-- start Input records --
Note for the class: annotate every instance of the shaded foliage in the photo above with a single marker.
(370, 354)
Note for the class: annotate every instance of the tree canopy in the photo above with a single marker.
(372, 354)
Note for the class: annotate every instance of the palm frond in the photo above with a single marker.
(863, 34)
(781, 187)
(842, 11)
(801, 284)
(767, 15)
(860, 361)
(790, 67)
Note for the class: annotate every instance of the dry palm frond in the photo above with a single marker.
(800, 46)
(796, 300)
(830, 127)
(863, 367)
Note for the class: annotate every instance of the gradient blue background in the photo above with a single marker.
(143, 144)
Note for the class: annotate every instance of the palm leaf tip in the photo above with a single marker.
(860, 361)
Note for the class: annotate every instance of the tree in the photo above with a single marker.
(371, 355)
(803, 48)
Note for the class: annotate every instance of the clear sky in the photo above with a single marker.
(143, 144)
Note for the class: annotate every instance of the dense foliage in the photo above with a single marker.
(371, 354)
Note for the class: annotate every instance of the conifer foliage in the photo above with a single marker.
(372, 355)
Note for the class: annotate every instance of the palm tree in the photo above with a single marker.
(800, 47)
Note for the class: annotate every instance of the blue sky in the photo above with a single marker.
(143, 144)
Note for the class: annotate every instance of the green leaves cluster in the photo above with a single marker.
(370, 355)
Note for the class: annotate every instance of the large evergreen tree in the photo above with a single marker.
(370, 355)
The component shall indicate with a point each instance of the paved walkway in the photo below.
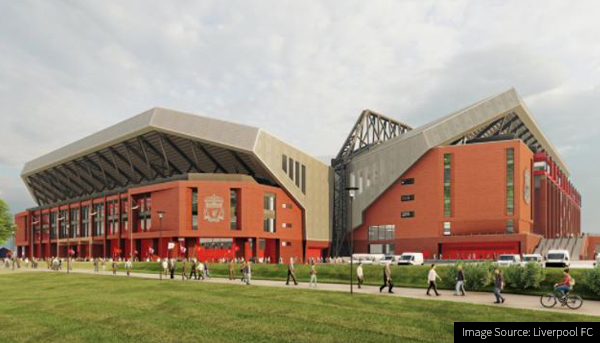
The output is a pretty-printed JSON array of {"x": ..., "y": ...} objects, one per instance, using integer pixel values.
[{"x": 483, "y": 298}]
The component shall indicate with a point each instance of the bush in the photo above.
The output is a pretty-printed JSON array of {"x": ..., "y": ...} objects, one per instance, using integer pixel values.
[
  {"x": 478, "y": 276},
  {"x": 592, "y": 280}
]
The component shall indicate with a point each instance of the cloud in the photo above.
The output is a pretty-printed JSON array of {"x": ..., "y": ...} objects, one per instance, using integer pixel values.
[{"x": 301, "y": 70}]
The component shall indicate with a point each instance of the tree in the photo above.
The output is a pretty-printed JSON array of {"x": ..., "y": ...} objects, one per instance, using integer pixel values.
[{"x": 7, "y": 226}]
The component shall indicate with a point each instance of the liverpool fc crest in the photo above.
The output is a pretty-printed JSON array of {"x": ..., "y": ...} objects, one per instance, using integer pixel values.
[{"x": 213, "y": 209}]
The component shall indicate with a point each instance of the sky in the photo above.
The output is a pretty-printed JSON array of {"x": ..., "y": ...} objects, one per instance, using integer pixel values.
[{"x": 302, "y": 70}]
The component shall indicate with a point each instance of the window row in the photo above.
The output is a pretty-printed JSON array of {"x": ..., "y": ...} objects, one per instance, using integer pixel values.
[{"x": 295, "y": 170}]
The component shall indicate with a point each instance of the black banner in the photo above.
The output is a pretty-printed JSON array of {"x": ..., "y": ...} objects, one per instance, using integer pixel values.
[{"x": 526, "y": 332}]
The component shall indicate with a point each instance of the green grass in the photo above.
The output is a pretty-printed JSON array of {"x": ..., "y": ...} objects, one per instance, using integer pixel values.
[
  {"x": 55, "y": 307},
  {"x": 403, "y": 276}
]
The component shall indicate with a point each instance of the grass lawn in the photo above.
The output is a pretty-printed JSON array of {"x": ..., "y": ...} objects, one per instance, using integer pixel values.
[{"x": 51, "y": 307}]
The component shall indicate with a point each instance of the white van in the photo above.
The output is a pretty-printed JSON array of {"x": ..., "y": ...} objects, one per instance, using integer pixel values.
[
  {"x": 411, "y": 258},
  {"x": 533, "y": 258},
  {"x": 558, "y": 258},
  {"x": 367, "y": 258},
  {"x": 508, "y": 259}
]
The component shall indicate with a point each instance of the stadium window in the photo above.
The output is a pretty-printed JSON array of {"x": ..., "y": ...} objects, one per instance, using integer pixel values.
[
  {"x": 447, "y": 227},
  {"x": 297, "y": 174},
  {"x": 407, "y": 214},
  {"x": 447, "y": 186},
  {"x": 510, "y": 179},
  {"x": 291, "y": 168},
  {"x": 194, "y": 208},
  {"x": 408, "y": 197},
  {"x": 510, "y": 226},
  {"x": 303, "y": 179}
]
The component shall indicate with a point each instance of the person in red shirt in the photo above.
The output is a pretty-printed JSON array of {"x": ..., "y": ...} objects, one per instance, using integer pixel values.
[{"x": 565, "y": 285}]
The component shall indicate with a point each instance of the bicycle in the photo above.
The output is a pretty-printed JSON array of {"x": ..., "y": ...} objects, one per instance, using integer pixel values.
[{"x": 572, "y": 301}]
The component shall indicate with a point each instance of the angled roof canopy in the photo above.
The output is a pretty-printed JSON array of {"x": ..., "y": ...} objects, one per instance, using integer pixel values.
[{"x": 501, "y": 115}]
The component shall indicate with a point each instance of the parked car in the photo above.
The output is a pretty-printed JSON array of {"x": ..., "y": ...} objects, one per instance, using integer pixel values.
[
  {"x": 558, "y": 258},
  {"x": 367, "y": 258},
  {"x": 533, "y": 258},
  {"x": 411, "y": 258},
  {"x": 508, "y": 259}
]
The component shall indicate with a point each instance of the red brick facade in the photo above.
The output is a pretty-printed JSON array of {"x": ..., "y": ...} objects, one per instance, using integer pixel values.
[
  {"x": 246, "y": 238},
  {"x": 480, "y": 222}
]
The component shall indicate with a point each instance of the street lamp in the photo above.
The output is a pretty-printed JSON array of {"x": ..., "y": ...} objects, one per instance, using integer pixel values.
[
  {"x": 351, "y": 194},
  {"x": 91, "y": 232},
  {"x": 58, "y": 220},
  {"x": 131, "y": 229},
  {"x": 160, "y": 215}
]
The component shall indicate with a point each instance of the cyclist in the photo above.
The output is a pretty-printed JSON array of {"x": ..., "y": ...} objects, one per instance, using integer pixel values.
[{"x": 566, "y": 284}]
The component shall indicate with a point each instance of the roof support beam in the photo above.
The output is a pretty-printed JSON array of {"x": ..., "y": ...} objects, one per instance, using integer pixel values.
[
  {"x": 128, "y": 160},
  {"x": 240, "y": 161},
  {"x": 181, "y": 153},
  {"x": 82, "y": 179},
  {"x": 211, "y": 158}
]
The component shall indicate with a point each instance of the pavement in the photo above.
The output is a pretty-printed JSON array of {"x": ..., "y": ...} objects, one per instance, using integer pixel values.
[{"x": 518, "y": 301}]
-- end Input records --
-- start Input records --
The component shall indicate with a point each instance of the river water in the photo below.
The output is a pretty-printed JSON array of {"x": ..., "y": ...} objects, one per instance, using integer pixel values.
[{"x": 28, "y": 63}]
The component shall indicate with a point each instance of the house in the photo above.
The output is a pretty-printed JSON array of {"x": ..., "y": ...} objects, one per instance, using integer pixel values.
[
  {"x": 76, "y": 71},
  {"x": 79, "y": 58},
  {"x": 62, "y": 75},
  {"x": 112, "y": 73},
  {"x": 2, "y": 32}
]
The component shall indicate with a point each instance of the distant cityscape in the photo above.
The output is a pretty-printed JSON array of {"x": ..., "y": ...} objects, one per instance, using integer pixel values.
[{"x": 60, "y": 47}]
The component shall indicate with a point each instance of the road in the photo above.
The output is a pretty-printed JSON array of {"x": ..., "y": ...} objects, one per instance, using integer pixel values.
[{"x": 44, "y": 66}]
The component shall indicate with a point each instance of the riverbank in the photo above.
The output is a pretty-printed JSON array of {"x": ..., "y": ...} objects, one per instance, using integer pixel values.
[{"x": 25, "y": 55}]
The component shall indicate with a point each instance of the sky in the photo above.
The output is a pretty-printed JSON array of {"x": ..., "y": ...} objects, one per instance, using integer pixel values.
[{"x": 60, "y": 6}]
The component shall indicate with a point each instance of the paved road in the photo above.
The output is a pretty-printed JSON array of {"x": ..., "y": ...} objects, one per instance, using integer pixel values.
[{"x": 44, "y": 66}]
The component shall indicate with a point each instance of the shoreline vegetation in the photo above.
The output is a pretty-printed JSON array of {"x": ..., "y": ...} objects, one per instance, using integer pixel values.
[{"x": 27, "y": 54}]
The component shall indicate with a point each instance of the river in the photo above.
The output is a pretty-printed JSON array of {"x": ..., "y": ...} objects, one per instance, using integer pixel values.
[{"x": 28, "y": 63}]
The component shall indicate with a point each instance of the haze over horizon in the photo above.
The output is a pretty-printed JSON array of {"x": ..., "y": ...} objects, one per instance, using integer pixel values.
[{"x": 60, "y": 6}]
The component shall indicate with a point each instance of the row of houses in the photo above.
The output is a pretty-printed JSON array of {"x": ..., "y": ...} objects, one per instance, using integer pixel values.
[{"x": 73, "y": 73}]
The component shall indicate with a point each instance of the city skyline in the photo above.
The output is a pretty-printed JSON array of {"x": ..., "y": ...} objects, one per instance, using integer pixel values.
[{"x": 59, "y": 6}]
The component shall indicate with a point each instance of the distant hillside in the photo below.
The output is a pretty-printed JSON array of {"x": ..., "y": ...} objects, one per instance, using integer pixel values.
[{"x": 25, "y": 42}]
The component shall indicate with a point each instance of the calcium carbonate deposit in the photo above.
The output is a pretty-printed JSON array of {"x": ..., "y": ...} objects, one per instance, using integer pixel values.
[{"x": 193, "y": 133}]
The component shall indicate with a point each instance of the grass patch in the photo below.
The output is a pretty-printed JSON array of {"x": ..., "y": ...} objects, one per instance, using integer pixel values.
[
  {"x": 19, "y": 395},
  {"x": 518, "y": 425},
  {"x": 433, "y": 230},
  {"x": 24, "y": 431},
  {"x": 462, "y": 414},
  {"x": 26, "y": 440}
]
-- end Input records --
-- start Input records --
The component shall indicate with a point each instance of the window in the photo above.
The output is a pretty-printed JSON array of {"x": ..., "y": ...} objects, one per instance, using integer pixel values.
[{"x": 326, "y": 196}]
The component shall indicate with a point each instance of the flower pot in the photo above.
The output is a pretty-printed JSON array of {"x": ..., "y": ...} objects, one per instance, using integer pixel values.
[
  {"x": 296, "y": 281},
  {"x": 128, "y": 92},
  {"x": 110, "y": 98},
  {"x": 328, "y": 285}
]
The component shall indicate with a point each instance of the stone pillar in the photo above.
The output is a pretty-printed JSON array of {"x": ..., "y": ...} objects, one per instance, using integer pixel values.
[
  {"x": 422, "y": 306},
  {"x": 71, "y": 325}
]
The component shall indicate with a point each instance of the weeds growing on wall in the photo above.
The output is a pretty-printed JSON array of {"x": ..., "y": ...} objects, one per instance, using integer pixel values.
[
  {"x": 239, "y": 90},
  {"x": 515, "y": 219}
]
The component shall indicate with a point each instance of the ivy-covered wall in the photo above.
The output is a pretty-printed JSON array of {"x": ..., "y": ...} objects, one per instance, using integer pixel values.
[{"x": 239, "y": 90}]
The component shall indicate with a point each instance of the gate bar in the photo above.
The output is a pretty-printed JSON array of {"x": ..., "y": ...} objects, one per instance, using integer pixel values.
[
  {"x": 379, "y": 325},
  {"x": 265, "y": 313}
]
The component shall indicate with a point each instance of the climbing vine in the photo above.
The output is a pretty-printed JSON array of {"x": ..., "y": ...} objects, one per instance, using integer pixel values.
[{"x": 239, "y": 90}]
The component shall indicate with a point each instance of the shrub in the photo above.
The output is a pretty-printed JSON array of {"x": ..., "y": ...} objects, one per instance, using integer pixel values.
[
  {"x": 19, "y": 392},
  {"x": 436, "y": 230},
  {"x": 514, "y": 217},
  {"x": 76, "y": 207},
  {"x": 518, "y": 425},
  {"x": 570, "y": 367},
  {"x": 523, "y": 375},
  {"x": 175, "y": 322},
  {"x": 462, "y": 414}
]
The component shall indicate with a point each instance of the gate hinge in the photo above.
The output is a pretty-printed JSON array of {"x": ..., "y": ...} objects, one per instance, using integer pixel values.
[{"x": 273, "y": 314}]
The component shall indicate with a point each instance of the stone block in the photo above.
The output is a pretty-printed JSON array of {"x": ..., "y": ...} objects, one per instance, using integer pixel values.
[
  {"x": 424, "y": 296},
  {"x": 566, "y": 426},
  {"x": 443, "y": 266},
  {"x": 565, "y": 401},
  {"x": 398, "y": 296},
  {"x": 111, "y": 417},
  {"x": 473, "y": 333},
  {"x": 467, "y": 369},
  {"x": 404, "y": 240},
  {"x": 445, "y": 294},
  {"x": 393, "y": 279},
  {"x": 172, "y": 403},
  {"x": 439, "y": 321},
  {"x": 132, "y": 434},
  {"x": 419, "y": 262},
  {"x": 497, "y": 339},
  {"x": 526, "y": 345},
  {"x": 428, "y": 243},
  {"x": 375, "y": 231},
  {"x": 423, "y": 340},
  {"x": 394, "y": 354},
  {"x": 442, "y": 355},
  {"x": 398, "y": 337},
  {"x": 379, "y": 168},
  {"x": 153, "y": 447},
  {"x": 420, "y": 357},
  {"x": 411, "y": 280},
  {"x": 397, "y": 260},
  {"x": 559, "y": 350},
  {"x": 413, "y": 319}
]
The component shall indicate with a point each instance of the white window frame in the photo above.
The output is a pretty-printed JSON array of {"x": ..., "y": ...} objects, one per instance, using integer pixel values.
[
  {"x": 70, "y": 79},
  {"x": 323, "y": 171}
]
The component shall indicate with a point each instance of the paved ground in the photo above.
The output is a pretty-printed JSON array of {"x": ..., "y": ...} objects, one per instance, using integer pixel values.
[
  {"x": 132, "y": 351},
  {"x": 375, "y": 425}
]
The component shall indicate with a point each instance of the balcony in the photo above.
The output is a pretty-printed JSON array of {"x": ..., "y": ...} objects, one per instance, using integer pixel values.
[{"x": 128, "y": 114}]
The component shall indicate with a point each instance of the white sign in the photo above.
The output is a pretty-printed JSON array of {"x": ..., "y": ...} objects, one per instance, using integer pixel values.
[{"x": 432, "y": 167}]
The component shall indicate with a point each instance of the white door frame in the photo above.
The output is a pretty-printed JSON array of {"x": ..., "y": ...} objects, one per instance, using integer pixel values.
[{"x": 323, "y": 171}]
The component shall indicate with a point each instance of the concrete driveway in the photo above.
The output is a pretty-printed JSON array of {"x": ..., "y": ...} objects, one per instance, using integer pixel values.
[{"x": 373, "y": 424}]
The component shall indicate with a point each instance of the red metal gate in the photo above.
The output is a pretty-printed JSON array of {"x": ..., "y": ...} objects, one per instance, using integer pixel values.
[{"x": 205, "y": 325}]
-- end Input records --
# What to produce
Extract every line of the records above that contains the word "paved".

# Full output
The component shall indicate with a point each instance of the paved walkway in the photo below.
The component shall indicate with a point each instance of the paved road in the photo above.
The component shall indicate with a point each instance of the paved ground in the photo above.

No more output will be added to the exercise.